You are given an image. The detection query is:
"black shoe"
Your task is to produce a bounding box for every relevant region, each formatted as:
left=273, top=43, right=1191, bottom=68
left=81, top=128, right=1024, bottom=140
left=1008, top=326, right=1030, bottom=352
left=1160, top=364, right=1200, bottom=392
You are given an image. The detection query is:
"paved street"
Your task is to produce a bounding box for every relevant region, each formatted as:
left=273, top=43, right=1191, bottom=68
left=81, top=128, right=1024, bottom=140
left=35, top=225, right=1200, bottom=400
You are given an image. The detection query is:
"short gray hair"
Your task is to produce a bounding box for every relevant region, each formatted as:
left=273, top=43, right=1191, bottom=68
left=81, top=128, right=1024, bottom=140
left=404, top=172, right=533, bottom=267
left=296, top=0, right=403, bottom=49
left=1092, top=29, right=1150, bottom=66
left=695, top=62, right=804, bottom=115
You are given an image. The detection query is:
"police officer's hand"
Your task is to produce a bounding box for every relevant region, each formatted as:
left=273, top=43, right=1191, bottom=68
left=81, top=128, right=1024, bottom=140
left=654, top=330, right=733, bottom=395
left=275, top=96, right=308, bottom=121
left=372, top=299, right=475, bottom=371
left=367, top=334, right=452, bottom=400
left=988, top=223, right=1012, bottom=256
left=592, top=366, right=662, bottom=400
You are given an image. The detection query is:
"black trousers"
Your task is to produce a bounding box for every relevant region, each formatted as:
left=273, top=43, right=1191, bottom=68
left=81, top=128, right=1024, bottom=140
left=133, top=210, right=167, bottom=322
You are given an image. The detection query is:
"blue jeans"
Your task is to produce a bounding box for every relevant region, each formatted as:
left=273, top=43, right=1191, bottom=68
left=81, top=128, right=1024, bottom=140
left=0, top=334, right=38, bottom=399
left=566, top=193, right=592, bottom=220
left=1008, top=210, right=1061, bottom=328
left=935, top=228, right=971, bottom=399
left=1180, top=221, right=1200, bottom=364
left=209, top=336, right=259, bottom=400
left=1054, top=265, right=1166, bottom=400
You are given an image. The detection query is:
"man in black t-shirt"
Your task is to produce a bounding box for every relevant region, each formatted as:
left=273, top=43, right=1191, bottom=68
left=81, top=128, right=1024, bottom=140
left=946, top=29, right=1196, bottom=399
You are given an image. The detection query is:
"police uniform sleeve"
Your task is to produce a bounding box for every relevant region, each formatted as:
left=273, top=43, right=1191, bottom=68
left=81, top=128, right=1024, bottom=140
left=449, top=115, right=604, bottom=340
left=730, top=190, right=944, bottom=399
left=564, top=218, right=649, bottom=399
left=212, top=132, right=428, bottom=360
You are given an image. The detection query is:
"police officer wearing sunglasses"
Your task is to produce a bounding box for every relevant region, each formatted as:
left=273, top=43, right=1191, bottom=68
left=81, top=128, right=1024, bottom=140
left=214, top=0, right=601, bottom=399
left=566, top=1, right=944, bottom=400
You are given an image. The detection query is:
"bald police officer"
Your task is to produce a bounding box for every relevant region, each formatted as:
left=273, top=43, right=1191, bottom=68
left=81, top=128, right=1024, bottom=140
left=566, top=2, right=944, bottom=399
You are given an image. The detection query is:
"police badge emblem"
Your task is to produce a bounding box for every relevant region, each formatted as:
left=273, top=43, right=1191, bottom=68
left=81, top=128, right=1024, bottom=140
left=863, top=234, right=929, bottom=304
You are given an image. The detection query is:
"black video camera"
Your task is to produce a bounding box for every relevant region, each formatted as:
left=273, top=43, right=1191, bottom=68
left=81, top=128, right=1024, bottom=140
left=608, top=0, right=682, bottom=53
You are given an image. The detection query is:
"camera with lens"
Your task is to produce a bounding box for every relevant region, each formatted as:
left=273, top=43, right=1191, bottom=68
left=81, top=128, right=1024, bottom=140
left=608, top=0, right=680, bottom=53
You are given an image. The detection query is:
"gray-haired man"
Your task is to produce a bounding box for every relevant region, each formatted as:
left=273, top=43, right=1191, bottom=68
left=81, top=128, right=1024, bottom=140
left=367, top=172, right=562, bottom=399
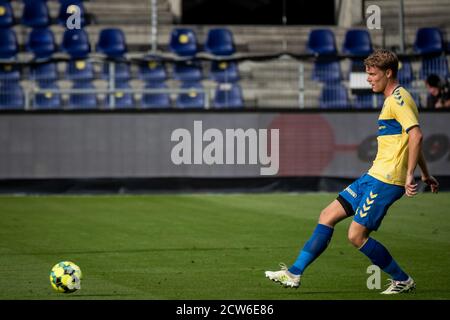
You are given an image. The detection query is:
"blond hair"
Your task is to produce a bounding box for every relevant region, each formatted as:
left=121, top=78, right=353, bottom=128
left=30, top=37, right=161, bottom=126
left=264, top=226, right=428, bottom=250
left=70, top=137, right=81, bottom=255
left=364, top=49, right=398, bottom=79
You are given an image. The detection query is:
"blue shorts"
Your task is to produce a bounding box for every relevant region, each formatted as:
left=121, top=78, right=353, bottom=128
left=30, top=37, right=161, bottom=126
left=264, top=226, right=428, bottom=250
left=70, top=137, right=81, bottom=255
left=337, top=173, right=405, bottom=230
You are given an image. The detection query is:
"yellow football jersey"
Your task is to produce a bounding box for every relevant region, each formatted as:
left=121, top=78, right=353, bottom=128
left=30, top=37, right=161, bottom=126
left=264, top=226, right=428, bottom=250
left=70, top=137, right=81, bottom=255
left=368, top=86, right=419, bottom=186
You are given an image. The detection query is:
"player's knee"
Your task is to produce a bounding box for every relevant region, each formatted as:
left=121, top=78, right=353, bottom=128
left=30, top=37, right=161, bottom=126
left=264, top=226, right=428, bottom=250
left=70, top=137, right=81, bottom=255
left=347, top=229, right=367, bottom=248
left=319, top=208, right=332, bottom=225
left=319, top=208, right=337, bottom=227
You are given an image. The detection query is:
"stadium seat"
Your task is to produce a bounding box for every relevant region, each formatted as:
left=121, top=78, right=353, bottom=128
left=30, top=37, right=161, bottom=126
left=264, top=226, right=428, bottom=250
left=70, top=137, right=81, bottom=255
left=169, top=28, right=198, bottom=57
left=65, top=59, right=94, bottom=80
left=107, top=81, right=135, bottom=109
left=0, top=82, right=25, bottom=110
left=342, top=29, right=373, bottom=57
left=69, top=81, right=97, bottom=109
left=307, top=29, right=337, bottom=55
left=419, top=55, right=450, bottom=80
left=414, top=28, right=444, bottom=54
left=141, top=82, right=171, bottom=109
left=57, top=0, right=87, bottom=27
left=96, top=28, right=127, bottom=58
left=25, top=28, right=57, bottom=59
left=33, top=82, right=62, bottom=110
left=209, top=61, right=240, bottom=82
left=61, top=29, right=91, bottom=58
left=0, top=63, right=20, bottom=84
left=0, top=0, right=15, bottom=28
left=30, top=62, right=59, bottom=82
left=102, top=62, right=131, bottom=80
left=312, top=58, right=342, bottom=83
left=404, top=85, right=423, bottom=108
left=319, top=84, right=350, bottom=109
left=21, top=0, right=51, bottom=28
left=205, top=28, right=236, bottom=56
left=138, top=60, right=167, bottom=82
left=0, top=28, right=19, bottom=59
left=397, top=59, right=414, bottom=86
left=214, top=83, right=244, bottom=108
left=353, top=93, right=384, bottom=109
left=176, top=82, right=205, bottom=109
left=173, top=61, right=203, bottom=82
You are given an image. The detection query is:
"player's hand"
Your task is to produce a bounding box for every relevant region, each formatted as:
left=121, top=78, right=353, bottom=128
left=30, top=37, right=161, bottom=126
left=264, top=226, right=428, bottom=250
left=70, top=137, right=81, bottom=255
left=422, top=176, right=439, bottom=193
left=405, top=174, right=417, bottom=197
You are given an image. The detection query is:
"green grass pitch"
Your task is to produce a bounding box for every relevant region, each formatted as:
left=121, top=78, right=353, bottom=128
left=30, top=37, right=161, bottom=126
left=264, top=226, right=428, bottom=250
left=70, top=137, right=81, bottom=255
left=0, top=193, right=450, bottom=300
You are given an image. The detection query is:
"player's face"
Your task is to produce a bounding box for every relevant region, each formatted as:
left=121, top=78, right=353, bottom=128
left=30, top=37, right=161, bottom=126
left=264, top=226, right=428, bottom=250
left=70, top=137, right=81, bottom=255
left=366, top=66, right=389, bottom=93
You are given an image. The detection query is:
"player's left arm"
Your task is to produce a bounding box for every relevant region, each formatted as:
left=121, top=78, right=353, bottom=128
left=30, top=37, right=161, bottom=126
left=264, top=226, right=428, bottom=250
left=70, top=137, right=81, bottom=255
left=391, top=94, right=439, bottom=197
left=418, top=145, right=439, bottom=193
left=405, top=125, right=423, bottom=197
left=405, top=126, right=439, bottom=197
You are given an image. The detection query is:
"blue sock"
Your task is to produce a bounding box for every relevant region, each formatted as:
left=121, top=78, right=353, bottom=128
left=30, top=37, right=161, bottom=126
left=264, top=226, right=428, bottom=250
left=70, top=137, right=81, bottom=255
left=359, top=238, right=408, bottom=281
left=289, top=224, right=334, bottom=275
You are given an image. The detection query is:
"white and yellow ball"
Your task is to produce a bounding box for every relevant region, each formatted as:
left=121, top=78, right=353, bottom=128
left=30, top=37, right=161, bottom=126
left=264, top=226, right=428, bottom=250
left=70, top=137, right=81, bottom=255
left=50, top=261, right=82, bottom=293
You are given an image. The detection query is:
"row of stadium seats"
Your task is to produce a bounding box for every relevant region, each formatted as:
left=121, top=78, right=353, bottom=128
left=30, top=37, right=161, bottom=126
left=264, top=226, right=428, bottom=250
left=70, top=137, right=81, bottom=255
left=319, top=83, right=420, bottom=109
left=0, top=28, right=449, bottom=84
left=307, top=28, right=450, bottom=85
left=0, top=59, right=240, bottom=82
left=0, top=0, right=88, bottom=28
left=0, top=81, right=244, bottom=110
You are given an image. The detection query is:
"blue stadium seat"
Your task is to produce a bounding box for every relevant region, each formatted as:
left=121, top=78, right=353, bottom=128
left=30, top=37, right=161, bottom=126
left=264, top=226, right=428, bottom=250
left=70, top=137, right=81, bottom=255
left=21, top=0, right=51, bottom=28
left=0, top=64, right=20, bottom=84
left=414, top=28, right=444, bottom=54
left=65, top=59, right=94, bottom=80
left=209, top=61, right=240, bottom=82
left=107, top=81, right=135, bottom=109
left=173, top=61, right=203, bottom=82
left=69, top=81, right=98, bottom=109
left=342, top=29, right=373, bottom=57
left=138, top=60, right=167, bottom=82
left=205, top=28, right=236, bottom=56
left=0, top=0, right=14, bottom=28
left=307, top=29, right=337, bottom=55
left=404, top=84, right=423, bottom=108
left=61, top=29, right=91, bottom=58
left=30, top=62, right=59, bottom=82
left=319, top=84, right=350, bottom=109
left=176, top=82, right=205, bottom=109
left=214, top=83, right=244, bottom=109
left=312, top=58, right=342, bottom=82
left=25, top=28, right=57, bottom=59
left=141, top=82, right=171, bottom=109
left=169, top=28, right=198, bottom=57
left=57, top=0, right=87, bottom=27
left=102, top=62, right=131, bottom=80
left=96, top=28, right=127, bottom=58
left=419, top=55, right=450, bottom=80
left=397, top=59, right=414, bottom=86
left=0, top=28, right=19, bottom=59
left=33, top=82, right=62, bottom=110
left=353, top=93, right=384, bottom=109
left=0, top=82, right=25, bottom=110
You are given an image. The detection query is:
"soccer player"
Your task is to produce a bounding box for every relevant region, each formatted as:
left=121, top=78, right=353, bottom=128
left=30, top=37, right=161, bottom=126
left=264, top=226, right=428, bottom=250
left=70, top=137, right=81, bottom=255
left=265, top=49, right=439, bottom=294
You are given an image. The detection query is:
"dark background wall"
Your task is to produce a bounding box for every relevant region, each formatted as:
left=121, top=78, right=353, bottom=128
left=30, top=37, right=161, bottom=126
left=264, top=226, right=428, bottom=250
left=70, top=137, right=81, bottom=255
left=182, top=0, right=335, bottom=25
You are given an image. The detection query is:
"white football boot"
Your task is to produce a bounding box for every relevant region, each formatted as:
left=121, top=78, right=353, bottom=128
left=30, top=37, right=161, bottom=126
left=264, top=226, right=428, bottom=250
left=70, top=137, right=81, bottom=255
left=265, top=263, right=300, bottom=288
left=381, top=277, right=416, bottom=294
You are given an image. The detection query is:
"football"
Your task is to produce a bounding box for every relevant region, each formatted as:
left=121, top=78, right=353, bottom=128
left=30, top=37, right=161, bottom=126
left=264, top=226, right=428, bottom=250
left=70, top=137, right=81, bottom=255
left=50, top=261, right=82, bottom=293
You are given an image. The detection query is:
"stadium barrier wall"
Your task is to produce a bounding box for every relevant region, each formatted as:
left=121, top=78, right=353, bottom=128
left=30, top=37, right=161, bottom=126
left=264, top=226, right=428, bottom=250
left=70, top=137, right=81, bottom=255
left=0, top=110, right=450, bottom=190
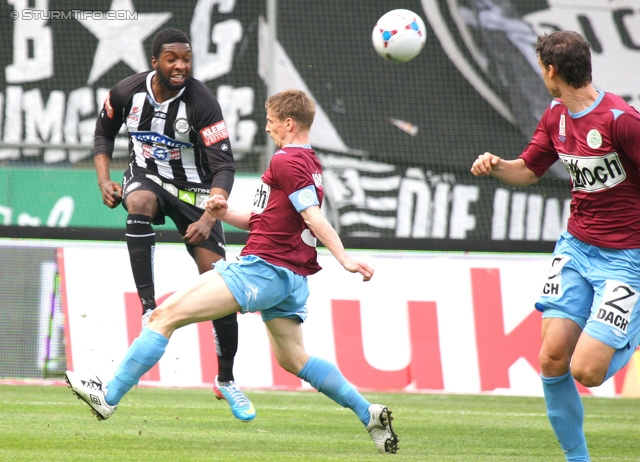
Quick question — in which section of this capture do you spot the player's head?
[151,28,191,91]
[264,90,316,131]
[536,30,591,88]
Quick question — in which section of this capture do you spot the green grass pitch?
[0,385,640,462]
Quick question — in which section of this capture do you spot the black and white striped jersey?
[94,71,235,193]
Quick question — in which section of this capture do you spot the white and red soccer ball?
[371,9,427,63]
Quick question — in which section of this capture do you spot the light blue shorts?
[214,255,309,322]
[535,232,640,349]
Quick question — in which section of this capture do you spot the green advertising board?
[0,167,257,230]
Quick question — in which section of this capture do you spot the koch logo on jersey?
[560,152,627,192]
[200,120,229,146]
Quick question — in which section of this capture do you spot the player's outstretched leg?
[65,371,118,420]
[541,371,591,462]
[298,356,399,453]
[213,375,256,422]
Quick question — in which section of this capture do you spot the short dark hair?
[264,90,316,130]
[536,30,591,88]
[151,28,191,59]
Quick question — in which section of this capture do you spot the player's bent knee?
[571,367,607,388]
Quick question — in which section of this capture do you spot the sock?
[212,313,238,382]
[604,340,637,382]
[540,371,591,462]
[298,356,371,427]
[125,214,156,313]
[104,327,169,406]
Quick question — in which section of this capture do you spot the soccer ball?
[371,10,427,63]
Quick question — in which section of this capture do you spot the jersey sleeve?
[192,80,236,193]
[518,108,558,178]
[271,154,320,212]
[93,81,126,157]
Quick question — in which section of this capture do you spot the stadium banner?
[0,162,570,242]
[0,240,638,397]
[0,0,640,242]
[0,167,259,233]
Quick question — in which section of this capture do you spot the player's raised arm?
[471,152,539,186]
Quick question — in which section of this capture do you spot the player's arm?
[300,205,373,281]
[93,89,122,208]
[471,152,539,186]
[205,194,251,231]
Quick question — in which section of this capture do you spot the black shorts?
[122,175,225,258]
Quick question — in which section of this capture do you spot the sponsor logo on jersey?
[298,188,316,206]
[124,181,141,192]
[104,92,113,119]
[129,132,193,148]
[542,255,571,298]
[558,152,627,192]
[142,144,180,161]
[173,118,190,134]
[595,281,638,333]
[200,120,229,146]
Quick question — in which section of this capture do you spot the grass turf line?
[0,385,640,462]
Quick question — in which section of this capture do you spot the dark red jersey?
[520,92,640,249]
[241,146,324,276]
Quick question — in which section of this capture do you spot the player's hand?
[99,181,122,209]
[471,152,502,176]
[342,259,373,282]
[182,219,215,245]
[204,194,229,220]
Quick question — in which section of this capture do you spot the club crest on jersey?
[104,93,113,119]
[311,172,322,189]
[173,118,189,134]
[587,128,602,149]
[127,106,140,123]
[251,183,271,213]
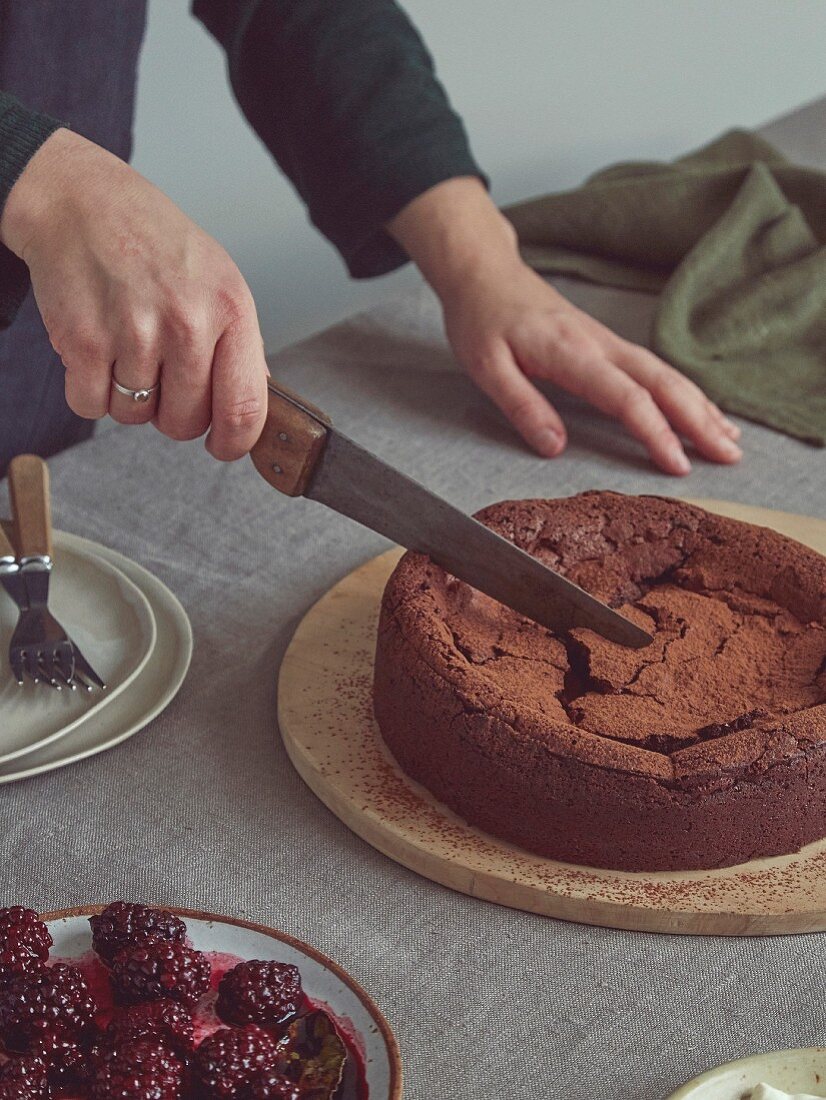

▬▬▬▬▬▬

• **Given request**:
Print the lines verbatim, starting with the first line and ending with the line that contains "left=695, top=62, right=804, bottom=115", including both.

• **Final result**:
You are given an image. The detection query is:
"black shoe"
Your task is to produce a bounding box for every relevant region, each formatted as:
left=273, top=43, right=1191, bottom=68
left=81, top=128, right=1024, bottom=140
left=1008, top=326, right=1030, bottom=352
left=1160, top=364, right=1200, bottom=392
You are given an image. The detection query is:
"paved street"
Your task is to produce a bounding box for every relevant region, each formatted as:
left=273, top=43, right=1191, bottom=68
left=81, top=128, right=1024, bottom=140
left=35, top=225, right=1200, bottom=400
You are given an image. The detection query is:
"short gray hair"
Your task is to produce a bounding box for every relevant region, each formatted as:
left=273, top=43, right=1191, bottom=68
left=81, top=128, right=1024, bottom=140
left=404, top=172, right=533, bottom=267
left=296, top=0, right=403, bottom=49
left=1092, top=29, right=1150, bottom=66
left=695, top=62, right=804, bottom=115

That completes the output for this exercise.